§ **Text for analysis**
-- Opening Marker --
What came out across the hour wasn't a methodology. It was a working summary of what experienced practitioners had learned about facilitation, value stream mapping, engagement, productivity measurement, and the deeper question of whether the virtual environment was producing fundamentally different dynamics or just amplifying ones that had always been there. The honest answer, by the end, was both.

About the panelists

Crystal Y. Davis, CLSSBB is the Founder, CEO, and Principal Lean Practitioner at The Lean Coach, Inc. She specializes in the Toyota Way Lean model and helps leaders create cultures of problem-solvers who can deploy strategically. She has over 20 years of proven Lean experience across automotive, beverage, and supply chain industries, with a STEM industry focus and a client roster of Fortune 500 and 1000 companies. She was formally mentored by Toyota senseis and has led companies to award-winning results recognized at the Lean Enterprise Institute Summit and Industry Week Best Plant.

Karen Martin is President of TKMG Group and Founder & President of TKMG Academy. TKMG is a global consulting firm specializing in operational excellence, Lean management, and business performance improvement. Karen is the author or co-author of five business performance books, including two Shingo Award-winning books: "The Outstanding Organization" and "Value Stream Mapping." Her most recent book, "Clarity First," centers on her belief that success in life — business and personal — results from operating with clarity. She has been practicing continuous improvement and operations design for about 30 years, and found Lean in 2000 after years as a Deming advocate.

Mike McGowan, LSSBB, MBOE is the Director of Process Excellence at Marietta Memorial Hospital, part of Memorial Health System — a small rural health system in southeastern Ohio with two hospitals, three emergency departments, and over 200 providers. He directs a team of six MBOE-certified black belts who lead improvement teams, coach leaders, and train frontline staff. He holds a Master of Business in Operational Excellence degree from The Ohio State University.
-- Closing Marker --
§ **Data for analysis**
-- Opening Marker --
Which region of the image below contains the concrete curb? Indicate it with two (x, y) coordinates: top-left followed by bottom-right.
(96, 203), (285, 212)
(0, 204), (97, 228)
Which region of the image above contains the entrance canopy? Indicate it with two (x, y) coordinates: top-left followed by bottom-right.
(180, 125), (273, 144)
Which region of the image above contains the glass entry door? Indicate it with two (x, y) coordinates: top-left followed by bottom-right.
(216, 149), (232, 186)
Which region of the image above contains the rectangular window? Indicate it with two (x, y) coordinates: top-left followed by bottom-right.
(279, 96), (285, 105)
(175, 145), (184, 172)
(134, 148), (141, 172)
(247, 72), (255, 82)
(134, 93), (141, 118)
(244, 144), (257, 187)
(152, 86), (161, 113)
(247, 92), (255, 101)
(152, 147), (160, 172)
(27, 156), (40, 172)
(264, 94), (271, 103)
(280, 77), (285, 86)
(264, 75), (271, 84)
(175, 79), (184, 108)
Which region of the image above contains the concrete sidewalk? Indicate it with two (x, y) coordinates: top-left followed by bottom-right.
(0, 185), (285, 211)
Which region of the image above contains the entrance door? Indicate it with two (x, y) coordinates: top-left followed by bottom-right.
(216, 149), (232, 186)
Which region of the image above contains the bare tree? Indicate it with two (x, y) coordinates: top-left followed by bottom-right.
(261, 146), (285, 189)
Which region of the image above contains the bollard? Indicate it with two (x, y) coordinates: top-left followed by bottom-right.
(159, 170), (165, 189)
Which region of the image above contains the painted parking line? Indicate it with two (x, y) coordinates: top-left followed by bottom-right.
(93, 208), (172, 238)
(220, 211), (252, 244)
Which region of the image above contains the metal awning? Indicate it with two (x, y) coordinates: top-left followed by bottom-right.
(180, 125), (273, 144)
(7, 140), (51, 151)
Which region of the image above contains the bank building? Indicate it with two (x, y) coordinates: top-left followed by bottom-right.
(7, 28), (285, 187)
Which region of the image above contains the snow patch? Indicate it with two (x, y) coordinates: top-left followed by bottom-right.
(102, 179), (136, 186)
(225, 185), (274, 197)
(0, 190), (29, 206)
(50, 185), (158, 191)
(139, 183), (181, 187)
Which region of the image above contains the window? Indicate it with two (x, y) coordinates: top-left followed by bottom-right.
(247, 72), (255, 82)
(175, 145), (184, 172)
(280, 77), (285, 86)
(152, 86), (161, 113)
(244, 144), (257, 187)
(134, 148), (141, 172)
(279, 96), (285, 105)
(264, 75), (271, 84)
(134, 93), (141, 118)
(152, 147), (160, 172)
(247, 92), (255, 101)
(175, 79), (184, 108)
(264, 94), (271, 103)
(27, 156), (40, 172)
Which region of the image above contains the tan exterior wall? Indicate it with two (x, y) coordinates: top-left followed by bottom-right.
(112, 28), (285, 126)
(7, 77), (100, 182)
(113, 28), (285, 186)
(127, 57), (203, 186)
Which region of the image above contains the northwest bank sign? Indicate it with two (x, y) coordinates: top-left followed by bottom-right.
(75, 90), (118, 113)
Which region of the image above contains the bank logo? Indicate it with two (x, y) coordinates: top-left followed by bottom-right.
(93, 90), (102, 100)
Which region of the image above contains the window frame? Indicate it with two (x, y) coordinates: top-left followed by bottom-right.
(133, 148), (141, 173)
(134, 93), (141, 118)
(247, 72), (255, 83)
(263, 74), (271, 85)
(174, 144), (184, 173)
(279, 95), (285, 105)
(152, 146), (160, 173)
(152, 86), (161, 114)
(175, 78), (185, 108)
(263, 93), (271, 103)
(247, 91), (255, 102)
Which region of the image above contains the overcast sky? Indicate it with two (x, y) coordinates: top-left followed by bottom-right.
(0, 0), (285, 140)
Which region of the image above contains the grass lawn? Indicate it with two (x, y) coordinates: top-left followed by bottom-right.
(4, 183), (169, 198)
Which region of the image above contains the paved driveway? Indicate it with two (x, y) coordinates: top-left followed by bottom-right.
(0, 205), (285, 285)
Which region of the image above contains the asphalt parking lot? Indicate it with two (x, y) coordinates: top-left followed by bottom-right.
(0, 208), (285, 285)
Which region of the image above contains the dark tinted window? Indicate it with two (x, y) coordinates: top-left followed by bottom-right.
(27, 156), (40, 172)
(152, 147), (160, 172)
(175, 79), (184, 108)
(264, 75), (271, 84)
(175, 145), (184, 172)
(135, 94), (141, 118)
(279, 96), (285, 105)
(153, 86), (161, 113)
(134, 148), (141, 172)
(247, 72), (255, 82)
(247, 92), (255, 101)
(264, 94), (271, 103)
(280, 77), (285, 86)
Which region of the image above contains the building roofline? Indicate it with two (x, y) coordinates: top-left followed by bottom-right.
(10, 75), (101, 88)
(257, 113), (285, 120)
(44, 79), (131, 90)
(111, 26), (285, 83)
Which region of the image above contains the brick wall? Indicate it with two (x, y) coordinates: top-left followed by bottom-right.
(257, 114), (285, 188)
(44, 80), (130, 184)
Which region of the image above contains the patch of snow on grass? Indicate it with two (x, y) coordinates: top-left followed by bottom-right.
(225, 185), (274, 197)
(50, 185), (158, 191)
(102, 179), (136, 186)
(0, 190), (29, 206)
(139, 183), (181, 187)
-- Closing Marker --
§ **Complete the following**
A. According to the panelist descriptions, in what year did Karen Martin find Lean?
B. Rewrite the part of the panelist descriptions between "Crystal Y. Davis, CLSSBB" and "Week Best Plant.", inclusive, with "senseis" renamed to "coaches".

§ **Answers given**
A. 2000

B.
Crystal Y. Davis, CLSSBB is the Founder, CEO, and Principal Lean Practitioner at The Lean Coach, Inc. She specializes in the Toyota Way Lean model and helps leaders create cultures of problem-solvers who can deploy strategically. She has over 20 years of proven Lean experience across automotive, beverage, and supply chain industries, with a STEM industry focus and a client roster of Fortune 500 and 1000 companies. She was formally mentored by Toyota coaches and has led companies to award-winning results recognized at the Lean Enterprise Institute Summit and Industry Week Best Plant.